Task to complete.
Set all the entries down again, unaltered.

☆ ☆ ☆ ☆

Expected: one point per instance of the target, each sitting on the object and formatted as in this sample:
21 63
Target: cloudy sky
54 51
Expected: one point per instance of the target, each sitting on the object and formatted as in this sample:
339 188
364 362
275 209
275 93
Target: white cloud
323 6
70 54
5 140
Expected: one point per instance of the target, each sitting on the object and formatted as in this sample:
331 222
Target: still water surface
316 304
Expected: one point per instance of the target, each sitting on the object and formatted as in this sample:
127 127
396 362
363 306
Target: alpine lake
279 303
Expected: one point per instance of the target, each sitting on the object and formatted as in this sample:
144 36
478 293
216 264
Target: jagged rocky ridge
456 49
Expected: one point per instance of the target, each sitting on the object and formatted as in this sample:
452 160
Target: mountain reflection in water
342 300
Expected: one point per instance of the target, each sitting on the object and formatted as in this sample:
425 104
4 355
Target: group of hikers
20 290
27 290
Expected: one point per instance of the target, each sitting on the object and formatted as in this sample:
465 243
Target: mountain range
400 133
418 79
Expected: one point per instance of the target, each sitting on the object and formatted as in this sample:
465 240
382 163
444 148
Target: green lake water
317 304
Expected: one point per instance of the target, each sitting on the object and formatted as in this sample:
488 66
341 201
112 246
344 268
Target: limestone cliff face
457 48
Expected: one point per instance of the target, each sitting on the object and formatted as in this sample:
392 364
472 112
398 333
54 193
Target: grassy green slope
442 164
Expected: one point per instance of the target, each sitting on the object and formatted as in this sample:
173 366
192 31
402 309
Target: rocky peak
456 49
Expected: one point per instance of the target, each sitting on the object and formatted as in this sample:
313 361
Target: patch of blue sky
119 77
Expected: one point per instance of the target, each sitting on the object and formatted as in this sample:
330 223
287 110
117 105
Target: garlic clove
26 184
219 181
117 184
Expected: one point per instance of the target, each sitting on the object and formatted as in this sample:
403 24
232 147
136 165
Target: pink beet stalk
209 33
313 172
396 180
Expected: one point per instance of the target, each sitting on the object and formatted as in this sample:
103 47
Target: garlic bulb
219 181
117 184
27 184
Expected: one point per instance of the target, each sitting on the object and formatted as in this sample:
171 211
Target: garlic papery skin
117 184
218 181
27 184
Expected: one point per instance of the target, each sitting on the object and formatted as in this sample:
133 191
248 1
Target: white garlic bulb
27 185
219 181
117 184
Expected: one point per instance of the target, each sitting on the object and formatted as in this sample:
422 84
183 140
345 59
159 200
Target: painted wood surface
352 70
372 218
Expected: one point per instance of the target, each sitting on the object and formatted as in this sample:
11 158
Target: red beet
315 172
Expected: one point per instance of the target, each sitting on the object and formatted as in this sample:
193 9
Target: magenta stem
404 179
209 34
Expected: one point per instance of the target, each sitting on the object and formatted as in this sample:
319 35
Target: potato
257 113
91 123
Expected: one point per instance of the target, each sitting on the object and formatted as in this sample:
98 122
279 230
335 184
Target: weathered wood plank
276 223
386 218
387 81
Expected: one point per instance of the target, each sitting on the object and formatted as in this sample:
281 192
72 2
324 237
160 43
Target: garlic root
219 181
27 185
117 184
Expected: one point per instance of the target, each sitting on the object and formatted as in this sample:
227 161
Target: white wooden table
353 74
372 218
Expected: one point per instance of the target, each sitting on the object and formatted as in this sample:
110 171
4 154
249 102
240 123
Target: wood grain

☆ ☆ ☆ ☆

Result.
Expected: one point per instance of the target, each sitting on the object and formatted as in this sample:
21 63
Target: cloudy sky
54 51
Expected: one point per instance of the target, each sitting on the object and formatted as in this sample:
339 188
364 362
275 209
275 93
Target: white cloud
323 6
70 54
5 140
Expected: one point per instance of the target, each sitting on the object and formatted as in this sample:
331 222
Target: still water surface
316 304
Expected: one point per instance of the target, each sitting on the object and formatted as in this sample:
127 127
396 362
363 306
Target: alpine lake
279 303
Expected: one point per instance of the target, each sitting on the object and formatted as in this sample:
144 36
478 293
216 264
Target: jagged rocky ridge
456 49
Expected: one point per instance of the target, each sitting on the object and formatted as in this sample:
452 160
Target: mountain reflection in water
342 300
Expected: one point per instance of the target, each sitting on the object and formatted as in this sample:
425 104
4 355
Target: group of hikers
20 290
27 290
Expected: one point per instance of the target, each sitting on the object and formatted as in this sample:
465 243
Target: mountain range
400 133
418 79
Expected: one point per instance of the target, each sitting on the object and formatted as in this sample:
465 240
382 163
444 148
Target: green lake water
317 304
Expected: one point per instance of the target, each sitting on the object and formatted as in this sample:
488 66
341 201
112 246
344 268
Target: limestone cliff face
457 48
Expected: one point per instance of the target, each sitting on the object and formatted as in this sample:
392 364
472 112
398 333
54 193
Target: grassy green slope
442 164
Expected: one point per instance of the target, each sitting on the object and formatted as in this sample:
173 366
192 31
402 309
Target: rocky peak
456 49
Expected: one point per instance of the target, each sitting on the object and formatted as in this sample:
313 361
Target: patch of blue sky
119 77
Expected: one point per instance of the target, each sitting on the object and formatted as in this sample:
330 223
287 110
117 105
Target: garlic clove
26 184
219 181
117 184
Expected: one point per instance of the target, each sitting on the object and formatted as in this sample:
403 24
232 147
136 165
Target: pink beet stalk
209 33
313 172
396 180
Expected: one point per instance of the target, each sitting on the object and formatted as in this sample:
103 47
Target: garlic bulb
219 181
117 184
27 184
Expected: one point per instance of the target, each sitting on the object and formatted as in this sample:
171 211
Target: garlic papery skin
117 184
218 181
27 184
Expected: one point per instance of the target, each sitting on the object and formatted as in this sample:
133 191
248 1
Target: white garlic bulb
27 185
219 181
117 184
Expected: one point per instance of the target, each sitting on the object and formatted as in this sample:
422 84
183 140
345 59
159 200
Target: painted wood surface
352 70
372 218
Expected: one point per instance of the target, each sitting on the object and formatted as in this sample:
11 158
Target: red beet
315 172
Expected: one point per instance of the target, each sitting on the object and formatted as in this sample:
193 9
Target: magenta stem
404 179
209 34
Expected: one point per instance of the target, each sitting on the object and formatted as in this sample:
319 35
Target: potato
257 113
91 123
Expected: one point per instance of the target, each sitting on the object and formatted as in this sample:
98 122
279 230
335 184
Target: weathered wood plank
276 223
386 218
387 81
Expected: one point per instance of the target, each sitting on the object and formatted as in this sample:
281 192
72 2
324 237
160 43
Target: garlic root
219 181
27 185
117 184
Expected: one point per instance of the target, each sitting on the object and formatted as in this sample:
227 161
Target: white wooden table
353 74
372 218
Expected: one point per instance of the target, each sitting on the object and formatted as in this sample:
110 171
4 154
249 102
240 123
Target: wood grain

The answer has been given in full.